WHAT YOU WILL DO - Extend the news article below about U.S. companies and the GDPR, picking up after its final sentence.

EXCLUSIVE— While businesses and banks in the United Kingdom are moving (slowly) towards compliance with the General Data Protection Regulation, many U.S. companies are still figuring out if the regulation applies to them.
Unfortunately, these companies have precious little time to waste, according to the GDPR Beyond Borders conference that took place in NYC yesterday: the deadline to comply with the GDPR law, a data regulation that will closely curtail how consumer information (including medical and financial) can be used, is May 25, 2018.
Fortunately, as the regulation only affects the data for EU citizens, the only U.S. companies that need to be concerned are those that have “anything to do with the European market or data,” Antonis Patrikios, partner, privacy, security, and information, for law firm Fieldfisher, said during a panel discussion at the conference yesterday.
The regulation, which surrounds data privacy, could have a ripple effect on the way consumers approach the use of their data, Patrikios said, adding that the way GDPR is set up “looks very much like a U.S. class action regime.”
In other words, consumers in other countries might start seeking the same protections E.U. citizens are about to have, he said. The regulation “will influence legal regimes in other parts of the world—maybe not the U.S., but Asia and the Pacific,” Patrikios said.

AVAILABLE DATA -
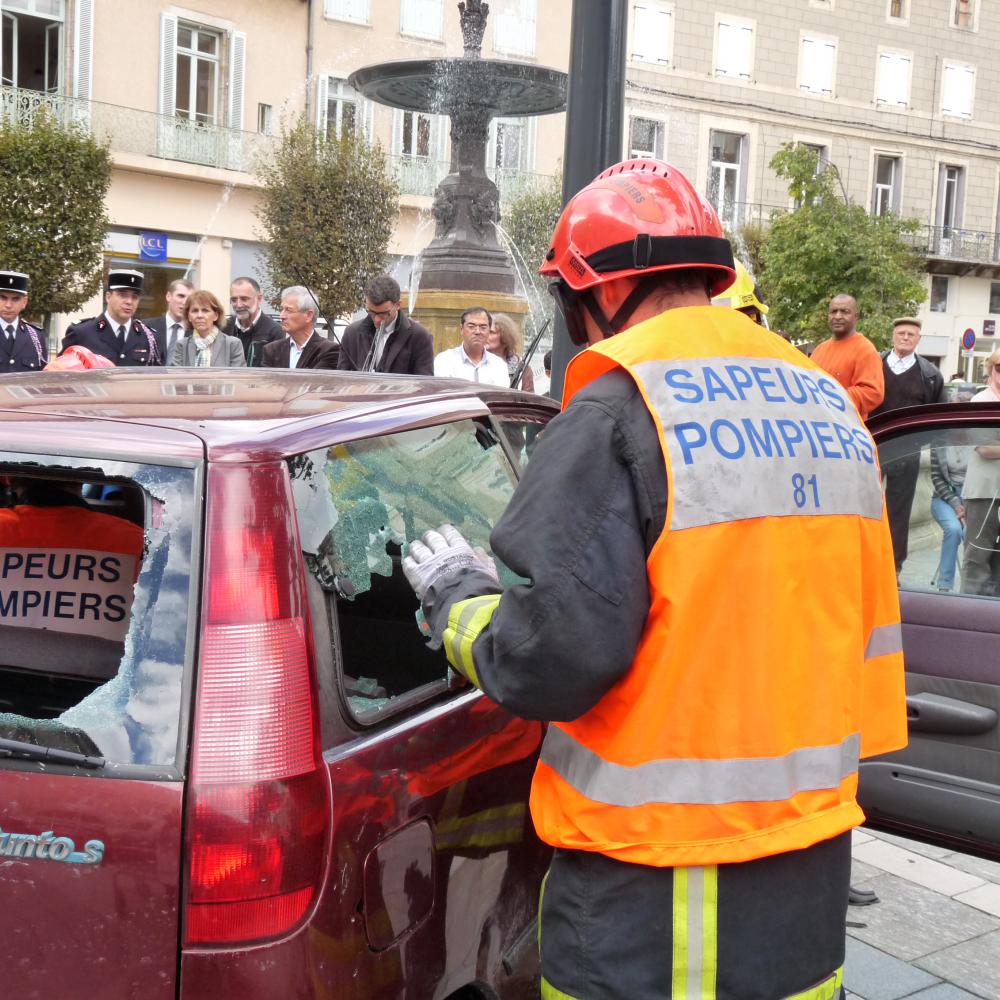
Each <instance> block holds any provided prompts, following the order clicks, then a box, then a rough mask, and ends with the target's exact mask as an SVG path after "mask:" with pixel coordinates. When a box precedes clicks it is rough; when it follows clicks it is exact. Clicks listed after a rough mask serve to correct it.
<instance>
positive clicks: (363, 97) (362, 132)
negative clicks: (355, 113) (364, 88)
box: [358, 95, 375, 142]
mask: <svg viewBox="0 0 1000 1000" xmlns="http://www.w3.org/2000/svg"><path fill="white" fill-rule="evenodd" d="M358 121H359V122H360V123H361V134H362V135H363V136H364V138H365V141H366V142H372V141H373V140H374V138H375V102H374V101H369V100H368V98H367V97H361V96H360V95H359V96H358Z"/></svg>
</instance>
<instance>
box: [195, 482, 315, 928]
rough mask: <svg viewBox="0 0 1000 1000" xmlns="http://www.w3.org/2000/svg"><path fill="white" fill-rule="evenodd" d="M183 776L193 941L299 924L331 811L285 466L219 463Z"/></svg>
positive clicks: (287, 483) (208, 524)
mask: <svg viewBox="0 0 1000 1000" xmlns="http://www.w3.org/2000/svg"><path fill="white" fill-rule="evenodd" d="M208 496H209V503H208V525H207V535H206V547H205V550H206V557H205V577H204V578H205V592H204V594H203V596H202V608H203V611H202V635H201V656H200V666H199V673H198V696H197V703H196V709H195V728H194V735H193V740H192V757H191V775H190V784H189V788H188V828H187V898H186V907H185V927H184V943H185V946H197V945H202V946H212V945H228V946H232V945H234V944H250V943H254V942H259V941H262V940H265V939H268V938H274V937H279V936H282V935H284V934H287V933H289V932H290V931H292V930H294V929H295V928H296V927H297V926H298V925H299V923H300V922H301V921H302V919H303V917H304V916H305V915H306V913H307V912H308V910H309V907H310V905H311V904H312V902H313V900H314V898H315V896H316V893H317V891H318V888H319V884H320V881H321V879H322V875H323V861H324V855H325V845H326V830H327V818H328V805H327V789H326V778H325V772H324V770H323V767H322V761H321V757H320V751H319V739H318V732H317V728H318V727H317V719H316V697H315V689H316V683H315V670H314V666H313V656H312V652H313V651H312V641H311V639H310V632H309V617H308V606H307V601H306V595H305V583H304V572H303V565H302V554H301V552H300V550H299V547H298V544H297V535H296V532H295V525H294V521H293V513H292V512H293V506H292V497H291V490H290V488H289V484H288V481H287V475H286V473H285V469H284V467H283V466H282V465H281V464H280V463H275V464H273V465H264V466H254V467H253V468H249V467H246V466H233V467H224V466H223V467H211V468H210V470H209V477H208Z"/></svg>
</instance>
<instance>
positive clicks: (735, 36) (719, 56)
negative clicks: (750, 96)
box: [719, 21, 753, 80]
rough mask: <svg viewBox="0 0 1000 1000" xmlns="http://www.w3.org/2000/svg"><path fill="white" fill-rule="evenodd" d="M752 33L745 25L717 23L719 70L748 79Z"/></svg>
mask: <svg viewBox="0 0 1000 1000" xmlns="http://www.w3.org/2000/svg"><path fill="white" fill-rule="evenodd" d="M752 48H753V31H752V30H751V29H750V28H749V27H748V26H747V25H745V24H727V23H726V22H725V21H720V22H719V70H720V71H721V72H722V73H723V74H724V75H726V76H739V77H743V78H744V79H747V80H749V79H750V71H751V69H752V66H751V52H752Z"/></svg>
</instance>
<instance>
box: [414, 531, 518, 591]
mask: <svg viewBox="0 0 1000 1000" xmlns="http://www.w3.org/2000/svg"><path fill="white" fill-rule="evenodd" d="M470 569H475V570H479V571H480V572H482V573H488V574H489V575H490V576H492V577H493V579H494V580H496V581H497V583H498V584H499V582H500V577H499V576H498V575H497V568H496V564H495V563H494V562H493V560H492V559H491V558H490V557H489V556H488V555H487V554H486V552H485V550H484V549H482V548H480V547H479V546H477V547H476V548H473V547H472V546H471V545H469V543H468V542H467V541H466V539H465V536H464V535H463V534H462V533H461V532H460V531H459V530H458V528H456V527H455V526H454V525H453V524H442V525H441V527H440V528H438V530H437V531H426V532H424V537H423V538H422V539H418V540H417V541H415V542H413V543H412V544H411V545H410V552H409V555H407V556H406V558H405V559H404V560H403V573H404V574H405V576H406V579H407V580H409V582H410V586H411V587H412V588H413V589H414V591H415V592H416V595H417V597H418V598H419V599H420V601H421V603H423V600H424V594H426V593H427V591H428V589H429V588H430V587H431V585H432V584H435V583H437V582H438V581H439V580H441V579H442V578H443V577H446V576H450V575H451V574H452V573H462V572H464V571H465V570H470Z"/></svg>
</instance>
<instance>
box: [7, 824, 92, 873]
mask: <svg viewBox="0 0 1000 1000" xmlns="http://www.w3.org/2000/svg"><path fill="white" fill-rule="evenodd" d="M4 858H36V859H37V860H39V861H60V862H62V863H63V864H68V865H99V864H100V863H101V861H102V859H103V858H104V842H103V841H101V840H88V841H87V843H86V844H84V845H83V850H82V851H78V850H77V849H76V844H75V843H74V842H73V840H71V839H70V838H69V837H57V836H56V835H55V832H54V831H52V830H46V831H45V833H10V832H8V831H6V830H3V829H0V863H2V861H3V859H4Z"/></svg>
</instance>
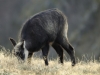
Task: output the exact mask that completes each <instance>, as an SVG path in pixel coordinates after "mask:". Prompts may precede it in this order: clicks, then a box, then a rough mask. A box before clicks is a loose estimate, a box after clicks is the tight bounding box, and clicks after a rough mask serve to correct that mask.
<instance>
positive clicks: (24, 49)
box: [23, 41, 29, 60]
mask: <svg viewBox="0 0 100 75" xmlns="http://www.w3.org/2000/svg"><path fill="white" fill-rule="evenodd" d="M25 45H26V43H25V41H24V45H23V48H24V54H25V59H24V60H27V58H28V53H29V52H28V50H27V49H26V47H25Z"/></svg>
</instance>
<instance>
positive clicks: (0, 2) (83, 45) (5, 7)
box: [0, 0, 100, 59]
mask: <svg viewBox="0 0 100 75" xmlns="http://www.w3.org/2000/svg"><path fill="white" fill-rule="evenodd" d="M50 8H58V9H60V10H61V11H63V13H64V14H65V15H66V16H67V18H68V24H69V30H68V38H69V41H70V43H71V44H72V45H73V46H74V48H75V51H76V57H79V58H81V57H82V56H83V55H87V56H88V57H91V56H95V58H96V59H99V57H100V0H0V45H1V46H4V47H5V48H6V49H10V50H11V49H12V48H13V47H12V45H11V43H10V41H9V37H12V38H14V39H15V40H16V41H17V40H18V33H19V30H20V28H21V26H22V25H23V23H24V22H25V21H26V20H27V19H28V18H30V17H31V16H32V15H34V14H35V13H38V12H40V11H43V10H46V9H50ZM50 49H51V50H50V54H49V55H50V56H56V54H55V51H54V50H53V48H50ZM52 51H54V52H52Z"/></svg>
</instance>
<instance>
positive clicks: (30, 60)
mask: <svg viewBox="0 0 100 75" xmlns="http://www.w3.org/2000/svg"><path fill="white" fill-rule="evenodd" d="M32 55H33V53H29V54H28V63H29V64H31V59H32Z"/></svg>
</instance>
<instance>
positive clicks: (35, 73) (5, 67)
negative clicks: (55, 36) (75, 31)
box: [0, 52, 100, 75]
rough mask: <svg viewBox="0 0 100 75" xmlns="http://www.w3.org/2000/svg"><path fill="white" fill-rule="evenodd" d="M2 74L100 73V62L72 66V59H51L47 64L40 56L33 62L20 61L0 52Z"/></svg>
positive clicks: (86, 74) (83, 62) (36, 74)
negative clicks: (7, 55) (59, 60)
mask: <svg viewBox="0 0 100 75" xmlns="http://www.w3.org/2000/svg"><path fill="white" fill-rule="evenodd" d="M0 75H100V63H99V62H96V61H94V62H92V61H89V62H84V61H79V62H78V63H77V65H76V66H75V67H72V66H71V62H70V61H64V65H60V64H58V61H57V60H49V66H45V65H44V61H43V60H42V59H39V58H33V59H32V63H31V64H28V63H27V62H26V63H19V62H18V61H17V59H16V58H15V57H11V56H9V55H8V56H6V55H5V54H4V53H3V52H0Z"/></svg>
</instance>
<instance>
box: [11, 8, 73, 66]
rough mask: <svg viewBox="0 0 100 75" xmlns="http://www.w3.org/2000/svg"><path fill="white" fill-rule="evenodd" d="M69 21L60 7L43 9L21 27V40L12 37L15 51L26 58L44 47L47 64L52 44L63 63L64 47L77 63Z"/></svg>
mask: <svg viewBox="0 0 100 75" xmlns="http://www.w3.org/2000/svg"><path fill="white" fill-rule="evenodd" d="M67 31H68V23H67V18H66V16H65V15H64V14H63V13H62V12H61V11H60V10H58V9H49V10H45V11H42V12H40V13H38V14H36V15H34V16H33V17H31V18H30V19H28V20H27V21H26V23H25V24H24V25H23V27H22V28H21V32H20V37H19V41H18V43H17V44H16V42H15V41H14V40H13V39H11V38H10V40H11V42H12V44H13V45H14V52H15V55H16V56H17V57H18V58H21V59H22V60H25V59H27V58H31V57H32V54H33V53H34V52H36V51H39V50H40V49H42V53H43V59H44V61H45V65H48V60H47V55H48V52H49V46H50V45H51V46H52V47H53V48H54V49H55V50H56V52H57V54H58V55H59V57H60V62H61V63H63V48H64V49H65V50H66V51H67V53H68V54H69V55H70V57H71V61H72V66H74V65H75V51H74V48H73V47H72V46H71V44H70V43H69V41H68V37H67Z"/></svg>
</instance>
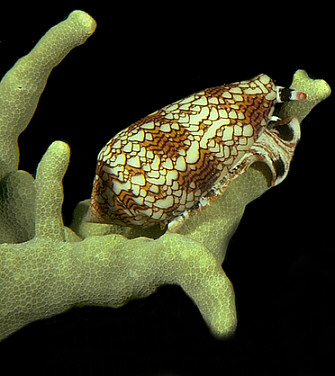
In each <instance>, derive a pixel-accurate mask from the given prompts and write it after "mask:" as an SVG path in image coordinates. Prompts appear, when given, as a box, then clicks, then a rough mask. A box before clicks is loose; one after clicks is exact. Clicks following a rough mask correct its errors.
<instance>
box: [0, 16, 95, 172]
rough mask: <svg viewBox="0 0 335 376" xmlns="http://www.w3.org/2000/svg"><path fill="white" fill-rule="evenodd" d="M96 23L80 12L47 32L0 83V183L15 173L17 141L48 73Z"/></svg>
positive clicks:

ANSWER FOR THE TASK -
One of the reasons U.S. companies should start looking into their GDPR compliance sooner rather than later is the consequences: non-compliant companies could be fined €20 million, or 4% of their turnover, for misuse of an EU citizen’s data, Pierre-Nicolas Schwab, chairman of the big data initiative for the European Broadcasting Union, said during the event.
This, as well as the fact that it’s almost impossible to avoid dealing with data from the European market, is why mobile marketing company Braze (formerly Appboy) is “treating everyone like an EU citizen,” Susan Wiseman, SVP, general counsel and corporate secretary for the company, said at yesterday’s event.
One of the problems for companies who need to become compliant is the regulation itself—parts of it were left deliberately vague, Wiseman said, and other complications could make it quite difficult for businesses to fully support the regulation.
“The people who made GDPR don’t really understand technology,” Wiseman said. “There’s requirements for GDPR that technology just doesn’t do.”